— START Materials provided —

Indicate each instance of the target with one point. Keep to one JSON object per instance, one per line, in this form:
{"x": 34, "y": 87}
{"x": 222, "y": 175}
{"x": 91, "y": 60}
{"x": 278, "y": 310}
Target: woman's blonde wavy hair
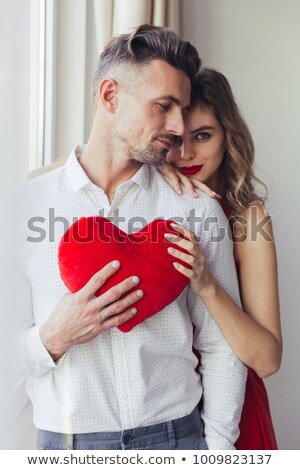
{"x": 212, "y": 91}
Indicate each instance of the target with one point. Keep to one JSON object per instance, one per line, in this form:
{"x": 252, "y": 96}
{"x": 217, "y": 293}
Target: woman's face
{"x": 203, "y": 147}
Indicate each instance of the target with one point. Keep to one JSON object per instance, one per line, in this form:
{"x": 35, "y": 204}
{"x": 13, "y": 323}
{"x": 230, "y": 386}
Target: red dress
{"x": 256, "y": 427}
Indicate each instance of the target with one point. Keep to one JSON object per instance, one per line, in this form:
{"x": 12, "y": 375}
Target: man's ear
{"x": 108, "y": 91}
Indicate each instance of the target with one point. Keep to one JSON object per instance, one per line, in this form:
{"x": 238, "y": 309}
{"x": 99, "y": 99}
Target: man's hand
{"x": 82, "y": 316}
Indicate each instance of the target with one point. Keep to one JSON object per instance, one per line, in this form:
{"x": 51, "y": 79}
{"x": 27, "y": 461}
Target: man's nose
{"x": 186, "y": 152}
{"x": 175, "y": 124}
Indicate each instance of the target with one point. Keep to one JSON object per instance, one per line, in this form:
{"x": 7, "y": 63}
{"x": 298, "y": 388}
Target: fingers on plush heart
{"x": 92, "y": 242}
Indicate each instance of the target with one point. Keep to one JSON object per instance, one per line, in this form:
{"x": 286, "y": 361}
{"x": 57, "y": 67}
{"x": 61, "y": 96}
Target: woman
{"x": 217, "y": 150}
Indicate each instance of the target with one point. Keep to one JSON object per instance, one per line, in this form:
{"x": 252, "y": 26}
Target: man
{"x": 93, "y": 387}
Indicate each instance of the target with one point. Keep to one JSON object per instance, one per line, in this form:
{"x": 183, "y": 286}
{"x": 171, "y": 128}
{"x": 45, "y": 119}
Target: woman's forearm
{"x": 254, "y": 345}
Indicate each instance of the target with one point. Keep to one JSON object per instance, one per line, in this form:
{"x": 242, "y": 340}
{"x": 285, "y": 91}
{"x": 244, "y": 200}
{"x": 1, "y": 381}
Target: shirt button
{"x": 127, "y": 439}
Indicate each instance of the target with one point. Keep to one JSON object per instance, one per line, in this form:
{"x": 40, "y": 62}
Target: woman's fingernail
{"x": 169, "y": 236}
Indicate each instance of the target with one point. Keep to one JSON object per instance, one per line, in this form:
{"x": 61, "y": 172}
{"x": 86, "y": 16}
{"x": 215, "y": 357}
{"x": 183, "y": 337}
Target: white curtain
{"x": 81, "y": 29}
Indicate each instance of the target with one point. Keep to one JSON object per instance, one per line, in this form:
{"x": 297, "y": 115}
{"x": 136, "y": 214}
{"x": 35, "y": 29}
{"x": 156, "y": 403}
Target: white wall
{"x": 255, "y": 43}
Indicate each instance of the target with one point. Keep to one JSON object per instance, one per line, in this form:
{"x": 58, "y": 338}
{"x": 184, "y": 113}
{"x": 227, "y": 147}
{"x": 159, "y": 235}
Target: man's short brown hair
{"x": 144, "y": 44}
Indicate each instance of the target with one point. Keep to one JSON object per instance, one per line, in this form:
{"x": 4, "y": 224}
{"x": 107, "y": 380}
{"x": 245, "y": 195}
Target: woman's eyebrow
{"x": 200, "y": 129}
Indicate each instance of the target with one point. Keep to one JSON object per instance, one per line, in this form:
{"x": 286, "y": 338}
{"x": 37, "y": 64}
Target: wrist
{"x": 209, "y": 290}
{"x": 50, "y": 343}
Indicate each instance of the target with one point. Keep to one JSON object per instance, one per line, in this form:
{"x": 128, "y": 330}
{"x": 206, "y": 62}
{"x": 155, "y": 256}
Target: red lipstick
{"x": 190, "y": 170}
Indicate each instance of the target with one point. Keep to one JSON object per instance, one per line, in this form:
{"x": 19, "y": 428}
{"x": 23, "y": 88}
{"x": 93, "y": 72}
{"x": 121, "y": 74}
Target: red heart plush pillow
{"x": 92, "y": 242}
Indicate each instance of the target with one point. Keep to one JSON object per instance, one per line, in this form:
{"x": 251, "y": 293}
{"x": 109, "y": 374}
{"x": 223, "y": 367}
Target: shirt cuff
{"x": 37, "y": 360}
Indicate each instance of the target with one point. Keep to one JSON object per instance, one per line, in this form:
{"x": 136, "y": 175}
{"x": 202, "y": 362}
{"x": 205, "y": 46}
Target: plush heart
{"x": 92, "y": 242}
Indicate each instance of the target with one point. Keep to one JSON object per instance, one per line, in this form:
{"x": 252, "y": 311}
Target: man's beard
{"x": 143, "y": 154}
{"x": 148, "y": 155}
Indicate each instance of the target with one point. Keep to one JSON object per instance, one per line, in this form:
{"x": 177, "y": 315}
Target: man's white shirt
{"x": 120, "y": 381}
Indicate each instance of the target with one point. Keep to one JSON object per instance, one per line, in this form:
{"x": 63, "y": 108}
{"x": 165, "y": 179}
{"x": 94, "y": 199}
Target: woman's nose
{"x": 186, "y": 152}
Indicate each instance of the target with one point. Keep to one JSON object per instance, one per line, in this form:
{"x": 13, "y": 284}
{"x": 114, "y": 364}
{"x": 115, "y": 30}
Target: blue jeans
{"x": 182, "y": 434}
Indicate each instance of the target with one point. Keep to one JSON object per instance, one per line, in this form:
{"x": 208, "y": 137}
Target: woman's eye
{"x": 202, "y": 136}
{"x": 164, "y": 107}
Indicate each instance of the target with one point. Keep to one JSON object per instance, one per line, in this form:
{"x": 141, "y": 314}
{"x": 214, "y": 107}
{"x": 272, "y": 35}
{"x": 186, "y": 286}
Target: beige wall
{"x": 255, "y": 43}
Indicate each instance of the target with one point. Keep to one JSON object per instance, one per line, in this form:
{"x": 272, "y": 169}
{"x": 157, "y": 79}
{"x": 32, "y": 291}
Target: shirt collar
{"x": 78, "y": 179}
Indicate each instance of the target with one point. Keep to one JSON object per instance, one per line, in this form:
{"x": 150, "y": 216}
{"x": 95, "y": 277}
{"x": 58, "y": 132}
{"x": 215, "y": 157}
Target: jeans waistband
{"x": 133, "y": 438}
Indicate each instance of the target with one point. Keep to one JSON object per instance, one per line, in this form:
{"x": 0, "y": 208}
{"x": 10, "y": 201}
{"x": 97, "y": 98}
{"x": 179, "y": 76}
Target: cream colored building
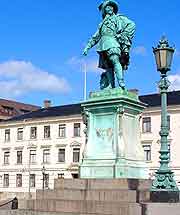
{"x": 54, "y": 138}
{"x": 49, "y": 140}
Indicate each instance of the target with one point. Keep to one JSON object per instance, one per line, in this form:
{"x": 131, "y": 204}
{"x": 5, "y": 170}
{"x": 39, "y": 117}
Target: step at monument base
{"x": 92, "y": 196}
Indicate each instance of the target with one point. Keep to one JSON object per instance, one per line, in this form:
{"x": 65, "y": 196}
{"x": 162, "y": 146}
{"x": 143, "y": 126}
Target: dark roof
{"x": 65, "y": 110}
{"x": 11, "y": 108}
{"x": 152, "y": 100}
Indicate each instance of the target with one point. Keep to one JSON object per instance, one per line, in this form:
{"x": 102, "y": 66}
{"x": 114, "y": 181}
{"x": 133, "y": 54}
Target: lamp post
{"x": 164, "y": 188}
{"x": 43, "y": 173}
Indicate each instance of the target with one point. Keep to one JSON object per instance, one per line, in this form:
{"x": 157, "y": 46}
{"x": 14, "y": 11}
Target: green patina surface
{"x": 113, "y": 40}
{"x": 112, "y": 93}
{"x": 113, "y": 148}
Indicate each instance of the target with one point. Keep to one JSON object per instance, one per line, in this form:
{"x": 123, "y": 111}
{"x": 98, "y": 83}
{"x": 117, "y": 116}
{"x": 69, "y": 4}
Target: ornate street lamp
{"x": 43, "y": 173}
{"x": 164, "y": 188}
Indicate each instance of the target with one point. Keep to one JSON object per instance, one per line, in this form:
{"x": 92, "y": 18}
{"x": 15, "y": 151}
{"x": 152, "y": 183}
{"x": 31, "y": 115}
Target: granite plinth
{"x": 164, "y": 196}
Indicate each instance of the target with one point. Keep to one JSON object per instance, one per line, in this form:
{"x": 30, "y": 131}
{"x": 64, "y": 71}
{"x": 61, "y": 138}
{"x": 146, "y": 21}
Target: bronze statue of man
{"x": 113, "y": 41}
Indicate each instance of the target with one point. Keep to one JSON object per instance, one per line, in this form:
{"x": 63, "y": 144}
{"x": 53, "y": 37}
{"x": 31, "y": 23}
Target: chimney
{"x": 47, "y": 103}
{"x": 135, "y": 91}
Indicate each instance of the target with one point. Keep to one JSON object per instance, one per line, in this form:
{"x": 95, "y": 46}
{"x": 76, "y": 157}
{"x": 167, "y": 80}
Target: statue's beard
{"x": 109, "y": 13}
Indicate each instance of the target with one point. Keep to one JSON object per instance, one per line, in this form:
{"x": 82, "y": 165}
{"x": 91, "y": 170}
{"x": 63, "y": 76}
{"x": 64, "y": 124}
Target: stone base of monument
{"x": 113, "y": 148}
{"x": 92, "y": 196}
{"x": 164, "y": 196}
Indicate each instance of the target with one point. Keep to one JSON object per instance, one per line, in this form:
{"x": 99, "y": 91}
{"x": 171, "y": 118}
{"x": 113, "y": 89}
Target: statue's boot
{"x": 110, "y": 77}
{"x": 119, "y": 74}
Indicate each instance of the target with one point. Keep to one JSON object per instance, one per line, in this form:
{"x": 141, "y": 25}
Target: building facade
{"x": 37, "y": 147}
{"x": 40, "y": 146}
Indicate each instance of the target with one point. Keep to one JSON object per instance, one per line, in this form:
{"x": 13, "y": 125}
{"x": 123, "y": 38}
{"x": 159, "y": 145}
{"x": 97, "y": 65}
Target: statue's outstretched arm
{"x": 92, "y": 42}
{"x": 126, "y": 32}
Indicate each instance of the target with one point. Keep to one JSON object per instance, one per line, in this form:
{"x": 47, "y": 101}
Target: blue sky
{"x": 42, "y": 41}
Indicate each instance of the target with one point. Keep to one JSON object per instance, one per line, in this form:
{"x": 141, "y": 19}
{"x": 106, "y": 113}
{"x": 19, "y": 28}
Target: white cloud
{"x": 139, "y": 50}
{"x": 21, "y": 77}
{"x": 175, "y": 82}
{"x": 91, "y": 64}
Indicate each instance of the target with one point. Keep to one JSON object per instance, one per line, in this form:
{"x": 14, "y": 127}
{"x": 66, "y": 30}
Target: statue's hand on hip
{"x": 85, "y": 51}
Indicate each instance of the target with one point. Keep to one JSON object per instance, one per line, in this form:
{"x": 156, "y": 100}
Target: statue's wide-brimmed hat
{"x": 112, "y": 3}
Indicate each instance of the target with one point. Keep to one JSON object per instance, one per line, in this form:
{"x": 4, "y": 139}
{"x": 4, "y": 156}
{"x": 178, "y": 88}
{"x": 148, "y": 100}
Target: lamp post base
{"x": 164, "y": 196}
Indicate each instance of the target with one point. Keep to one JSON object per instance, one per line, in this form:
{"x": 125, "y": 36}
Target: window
{"x": 76, "y": 129}
{"x": 46, "y": 156}
{"x": 46, "y": 180}
{"x": 76, "y": 152}
{"x": 32, "y": 155}
{"x": 61, "y": 155}
{"x": 19, "y": 157}
{"x": 60, "y": 175}
{"x": 6, "y": 180}
{"x": 33, "y": 133}
{"x": 146, "y": 124}
{"x": 168, "y": 122}
{"x": 62, "y": 130}
{"x": 6, "y": 158}
{"x": 7, "y": 135}
{"x": 18, "y": 180}
{"x": 75, "y": 175}
{"x": 20, "y": 134}
{"x": 147, "y": 152}
{"x": 32, "y": 180}
{"x": 47, "y": 131}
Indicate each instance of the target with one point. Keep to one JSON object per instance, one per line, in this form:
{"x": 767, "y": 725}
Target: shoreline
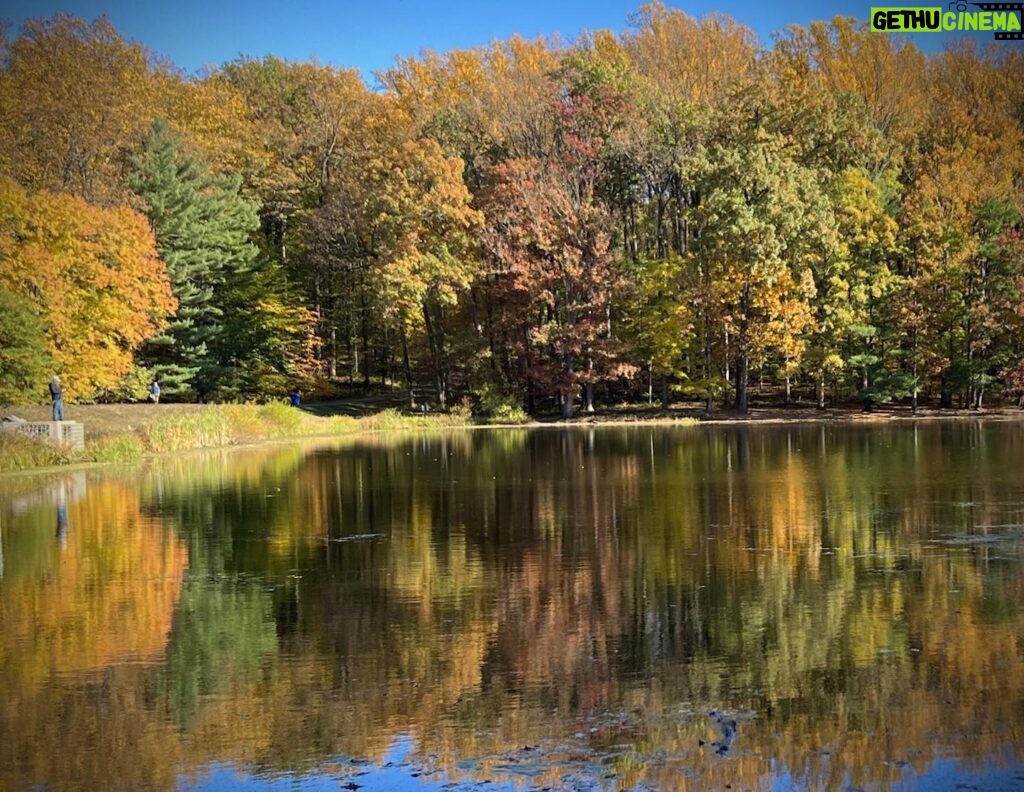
{"x": 131, "y": 429}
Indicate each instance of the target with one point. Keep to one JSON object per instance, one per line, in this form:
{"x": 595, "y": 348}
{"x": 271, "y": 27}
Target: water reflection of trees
{"x": 843, "y": 591}
{"x": 84, "y": 618}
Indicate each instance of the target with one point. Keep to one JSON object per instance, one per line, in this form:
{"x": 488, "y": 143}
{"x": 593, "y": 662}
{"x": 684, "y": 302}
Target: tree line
{"x": 546, "y": 224}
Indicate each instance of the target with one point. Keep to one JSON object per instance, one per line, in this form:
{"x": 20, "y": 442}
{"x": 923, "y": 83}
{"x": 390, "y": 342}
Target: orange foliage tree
{"x": 93, "y": 277}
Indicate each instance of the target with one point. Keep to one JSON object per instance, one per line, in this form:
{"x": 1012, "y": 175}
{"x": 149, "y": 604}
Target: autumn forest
{"x": 674, "y": 211}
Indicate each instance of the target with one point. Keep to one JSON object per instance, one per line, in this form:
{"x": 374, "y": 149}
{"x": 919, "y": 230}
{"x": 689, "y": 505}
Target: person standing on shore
{"x": 56, "y": 398}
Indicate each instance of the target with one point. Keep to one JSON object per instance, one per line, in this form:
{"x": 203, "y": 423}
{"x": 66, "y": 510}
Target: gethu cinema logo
{"x": 1004, "y": 19}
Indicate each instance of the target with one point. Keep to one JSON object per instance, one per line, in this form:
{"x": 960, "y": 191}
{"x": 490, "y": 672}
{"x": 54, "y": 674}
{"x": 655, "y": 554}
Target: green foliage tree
{"x": 25, "y": 363}
{"x": 233, "y": 325}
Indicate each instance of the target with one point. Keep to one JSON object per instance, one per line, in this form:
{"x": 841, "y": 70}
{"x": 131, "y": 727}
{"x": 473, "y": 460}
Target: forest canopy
{"x": 674, "y": 209}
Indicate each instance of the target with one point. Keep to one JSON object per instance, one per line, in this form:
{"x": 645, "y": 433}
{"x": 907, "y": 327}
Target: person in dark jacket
{"x": 56, "y": 398}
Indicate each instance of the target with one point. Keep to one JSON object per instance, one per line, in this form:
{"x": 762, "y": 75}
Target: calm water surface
{"x": 771, "y": 609}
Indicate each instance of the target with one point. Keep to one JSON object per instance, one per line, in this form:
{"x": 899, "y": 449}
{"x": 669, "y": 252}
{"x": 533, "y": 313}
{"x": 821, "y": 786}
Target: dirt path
{"x": 112, "y": 419}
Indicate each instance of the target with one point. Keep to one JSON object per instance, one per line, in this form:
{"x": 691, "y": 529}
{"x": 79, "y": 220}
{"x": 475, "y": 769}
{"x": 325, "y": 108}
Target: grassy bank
{"x": 127, "y": 433}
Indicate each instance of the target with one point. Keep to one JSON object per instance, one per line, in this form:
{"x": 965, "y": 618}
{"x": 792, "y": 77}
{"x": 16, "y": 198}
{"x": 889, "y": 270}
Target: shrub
{"x": 20, "y": 452}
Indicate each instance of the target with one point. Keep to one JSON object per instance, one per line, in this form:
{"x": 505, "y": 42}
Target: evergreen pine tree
{"x": 204, "y": 230}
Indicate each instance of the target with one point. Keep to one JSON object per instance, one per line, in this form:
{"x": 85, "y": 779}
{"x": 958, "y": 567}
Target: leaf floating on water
{"x": 356, "y": 538}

— END Materials provided —

Directive>
Report each of the lines above that contains the string "statue", matching case exactly.

The answer>
Target: bronze statue of man
Target: statue's beard
Target: statue's boot
Target: statue's outstretched arm
Target: statue's hand on hip
Target: statue's wide-brimmed hat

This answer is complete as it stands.